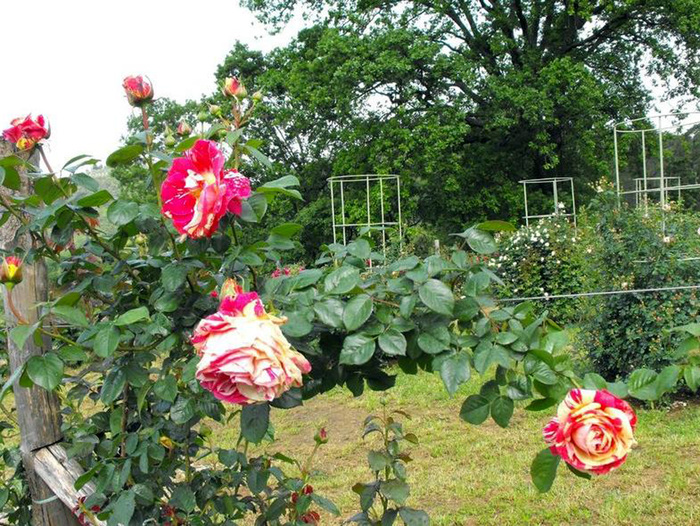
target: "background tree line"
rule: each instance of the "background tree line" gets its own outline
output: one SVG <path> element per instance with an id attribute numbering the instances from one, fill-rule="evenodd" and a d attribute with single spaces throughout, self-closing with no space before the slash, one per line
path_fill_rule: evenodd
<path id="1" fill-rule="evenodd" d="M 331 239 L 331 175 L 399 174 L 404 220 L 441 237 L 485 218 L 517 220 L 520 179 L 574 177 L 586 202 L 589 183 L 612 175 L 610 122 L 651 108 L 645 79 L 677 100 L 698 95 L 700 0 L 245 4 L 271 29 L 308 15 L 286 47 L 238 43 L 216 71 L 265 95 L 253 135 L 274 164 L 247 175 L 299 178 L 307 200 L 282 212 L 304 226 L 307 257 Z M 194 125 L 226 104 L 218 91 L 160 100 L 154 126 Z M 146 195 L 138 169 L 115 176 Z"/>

- - - - -

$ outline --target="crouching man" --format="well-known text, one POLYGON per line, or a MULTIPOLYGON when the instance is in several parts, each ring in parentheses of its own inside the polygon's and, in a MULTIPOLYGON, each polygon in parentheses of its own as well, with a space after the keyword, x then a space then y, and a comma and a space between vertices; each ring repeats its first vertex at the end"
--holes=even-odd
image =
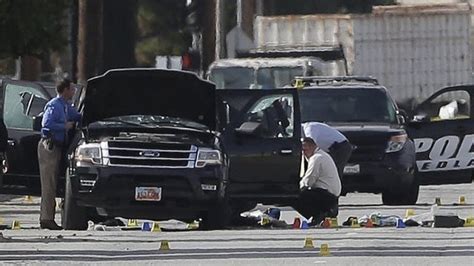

- - - - -

**PROBLEM TO WORK ON**.
Count how many lines of the listing include "tree". Nothing but the number is wanted.

**RESULT OF THE TASK**.
2